#### Task objective
All lines ahead of the one containing "Target: tree line" are to be left out; that line and each one after it, through the end of the records below, are to be duplicated exactly.

#### Provided entries
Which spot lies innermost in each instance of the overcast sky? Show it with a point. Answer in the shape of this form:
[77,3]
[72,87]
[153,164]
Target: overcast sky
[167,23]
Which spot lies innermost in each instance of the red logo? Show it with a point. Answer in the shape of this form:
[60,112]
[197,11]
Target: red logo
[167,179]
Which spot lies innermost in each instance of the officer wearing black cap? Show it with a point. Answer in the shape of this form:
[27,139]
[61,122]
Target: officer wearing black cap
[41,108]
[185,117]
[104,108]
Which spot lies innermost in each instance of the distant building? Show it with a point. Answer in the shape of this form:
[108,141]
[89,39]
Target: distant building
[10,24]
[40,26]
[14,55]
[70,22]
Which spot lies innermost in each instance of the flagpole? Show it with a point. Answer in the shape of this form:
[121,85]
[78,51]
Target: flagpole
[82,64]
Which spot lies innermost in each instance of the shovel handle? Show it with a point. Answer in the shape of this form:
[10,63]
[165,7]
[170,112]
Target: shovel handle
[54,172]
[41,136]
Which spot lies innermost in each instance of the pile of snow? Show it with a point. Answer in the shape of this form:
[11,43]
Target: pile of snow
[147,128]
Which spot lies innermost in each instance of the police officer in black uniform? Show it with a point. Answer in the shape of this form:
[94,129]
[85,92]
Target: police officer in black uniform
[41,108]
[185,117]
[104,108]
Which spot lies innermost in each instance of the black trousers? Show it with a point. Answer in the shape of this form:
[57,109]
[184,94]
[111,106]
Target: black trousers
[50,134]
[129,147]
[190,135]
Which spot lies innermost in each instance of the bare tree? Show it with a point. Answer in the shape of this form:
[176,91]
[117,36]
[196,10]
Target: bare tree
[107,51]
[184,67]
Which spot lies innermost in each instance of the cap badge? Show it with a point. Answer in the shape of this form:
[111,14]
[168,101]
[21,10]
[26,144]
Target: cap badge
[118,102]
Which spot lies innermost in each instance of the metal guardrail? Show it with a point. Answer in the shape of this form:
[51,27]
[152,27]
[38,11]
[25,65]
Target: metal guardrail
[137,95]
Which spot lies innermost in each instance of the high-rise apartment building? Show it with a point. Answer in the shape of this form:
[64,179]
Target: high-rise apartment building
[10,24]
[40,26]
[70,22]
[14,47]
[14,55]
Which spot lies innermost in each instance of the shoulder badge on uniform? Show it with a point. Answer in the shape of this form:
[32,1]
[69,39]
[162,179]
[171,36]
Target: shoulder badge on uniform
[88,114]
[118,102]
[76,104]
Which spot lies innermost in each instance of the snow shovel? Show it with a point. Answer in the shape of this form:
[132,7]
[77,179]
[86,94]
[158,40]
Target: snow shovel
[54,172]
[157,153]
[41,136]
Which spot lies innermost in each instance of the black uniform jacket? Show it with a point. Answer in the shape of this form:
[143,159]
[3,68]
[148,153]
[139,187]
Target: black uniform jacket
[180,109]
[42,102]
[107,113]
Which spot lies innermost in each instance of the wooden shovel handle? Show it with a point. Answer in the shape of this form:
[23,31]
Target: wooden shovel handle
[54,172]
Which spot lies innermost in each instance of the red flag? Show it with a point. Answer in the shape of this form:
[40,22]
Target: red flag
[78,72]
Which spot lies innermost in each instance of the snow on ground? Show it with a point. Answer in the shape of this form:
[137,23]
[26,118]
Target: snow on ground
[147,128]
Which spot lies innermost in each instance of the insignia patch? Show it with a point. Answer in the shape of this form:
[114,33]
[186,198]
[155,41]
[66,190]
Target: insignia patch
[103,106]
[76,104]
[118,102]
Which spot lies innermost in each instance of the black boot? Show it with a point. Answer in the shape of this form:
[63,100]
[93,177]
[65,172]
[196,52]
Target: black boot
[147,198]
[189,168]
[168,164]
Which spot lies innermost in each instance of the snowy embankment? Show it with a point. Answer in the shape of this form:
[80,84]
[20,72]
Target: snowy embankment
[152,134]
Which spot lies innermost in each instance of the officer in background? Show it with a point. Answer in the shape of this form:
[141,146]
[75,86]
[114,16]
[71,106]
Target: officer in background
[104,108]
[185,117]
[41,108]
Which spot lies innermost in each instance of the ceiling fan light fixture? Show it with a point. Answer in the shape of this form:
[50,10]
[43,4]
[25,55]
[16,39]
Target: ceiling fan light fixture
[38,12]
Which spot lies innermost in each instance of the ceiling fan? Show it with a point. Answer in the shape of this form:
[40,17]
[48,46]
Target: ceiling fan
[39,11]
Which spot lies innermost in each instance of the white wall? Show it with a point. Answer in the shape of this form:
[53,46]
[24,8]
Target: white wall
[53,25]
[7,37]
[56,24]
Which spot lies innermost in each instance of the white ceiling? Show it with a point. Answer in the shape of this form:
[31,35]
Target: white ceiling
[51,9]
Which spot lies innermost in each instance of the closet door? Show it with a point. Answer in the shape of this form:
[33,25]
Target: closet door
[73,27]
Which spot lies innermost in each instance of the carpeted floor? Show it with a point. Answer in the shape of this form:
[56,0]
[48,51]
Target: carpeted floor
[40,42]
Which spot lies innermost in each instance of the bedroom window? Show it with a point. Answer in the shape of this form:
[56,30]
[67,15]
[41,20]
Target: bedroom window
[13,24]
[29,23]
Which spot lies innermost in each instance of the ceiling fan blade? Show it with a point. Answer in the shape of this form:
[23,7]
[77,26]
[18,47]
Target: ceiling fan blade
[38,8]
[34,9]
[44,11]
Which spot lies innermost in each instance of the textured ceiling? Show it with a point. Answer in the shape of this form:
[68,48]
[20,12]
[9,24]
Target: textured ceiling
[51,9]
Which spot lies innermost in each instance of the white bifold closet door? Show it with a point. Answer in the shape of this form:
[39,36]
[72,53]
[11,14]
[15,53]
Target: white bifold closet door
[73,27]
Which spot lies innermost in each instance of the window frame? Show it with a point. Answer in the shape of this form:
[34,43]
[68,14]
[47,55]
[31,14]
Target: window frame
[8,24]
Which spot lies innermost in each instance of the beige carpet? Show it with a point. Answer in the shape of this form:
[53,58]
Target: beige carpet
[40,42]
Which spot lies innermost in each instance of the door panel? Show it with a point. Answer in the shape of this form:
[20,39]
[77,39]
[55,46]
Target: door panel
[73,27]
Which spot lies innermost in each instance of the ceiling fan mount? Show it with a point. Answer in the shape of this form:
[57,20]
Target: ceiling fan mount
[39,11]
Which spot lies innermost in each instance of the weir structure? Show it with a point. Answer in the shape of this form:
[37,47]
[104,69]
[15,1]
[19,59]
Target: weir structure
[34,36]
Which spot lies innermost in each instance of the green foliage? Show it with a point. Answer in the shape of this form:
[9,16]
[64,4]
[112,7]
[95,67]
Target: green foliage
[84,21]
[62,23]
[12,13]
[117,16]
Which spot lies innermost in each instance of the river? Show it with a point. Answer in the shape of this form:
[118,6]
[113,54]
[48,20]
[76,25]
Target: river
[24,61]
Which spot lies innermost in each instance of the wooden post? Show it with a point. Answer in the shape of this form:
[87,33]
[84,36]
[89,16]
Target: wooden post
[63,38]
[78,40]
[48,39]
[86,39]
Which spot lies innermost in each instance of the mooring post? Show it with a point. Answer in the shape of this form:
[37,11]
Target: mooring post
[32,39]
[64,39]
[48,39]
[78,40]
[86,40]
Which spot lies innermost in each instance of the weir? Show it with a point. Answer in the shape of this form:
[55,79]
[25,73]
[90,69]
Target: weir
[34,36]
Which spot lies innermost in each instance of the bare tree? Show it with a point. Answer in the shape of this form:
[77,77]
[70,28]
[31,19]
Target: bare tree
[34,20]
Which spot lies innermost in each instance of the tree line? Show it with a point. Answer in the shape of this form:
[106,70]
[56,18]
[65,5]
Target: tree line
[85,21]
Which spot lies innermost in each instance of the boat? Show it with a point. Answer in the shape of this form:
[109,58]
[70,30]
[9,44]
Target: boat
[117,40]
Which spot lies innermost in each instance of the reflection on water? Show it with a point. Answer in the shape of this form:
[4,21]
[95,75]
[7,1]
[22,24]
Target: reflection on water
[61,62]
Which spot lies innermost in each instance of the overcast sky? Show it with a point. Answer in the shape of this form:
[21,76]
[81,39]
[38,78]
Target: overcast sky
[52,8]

#### Your response
Target: tree line
[85,21]
Which spot lies innermost in each instance of the boat? Show it with a point. Answer in the shape of this form:
[109,58]
[70,30]
[9,44]
Target: boat
[117,40]
Which spot lies innermost in each instance of the reflection on water? Show it with a point. Answer in the shape of this form:
[4,21]
[95,75]
[7,1]
[22,24]
Target: reflection on water
[61,62]
Which spot lies innermost in each instance of the overcast sky? Show it with a point. Answer in the shape of this form:
[21,76]
[81,39]
[38,78]
Target: overcast sky
[52,8]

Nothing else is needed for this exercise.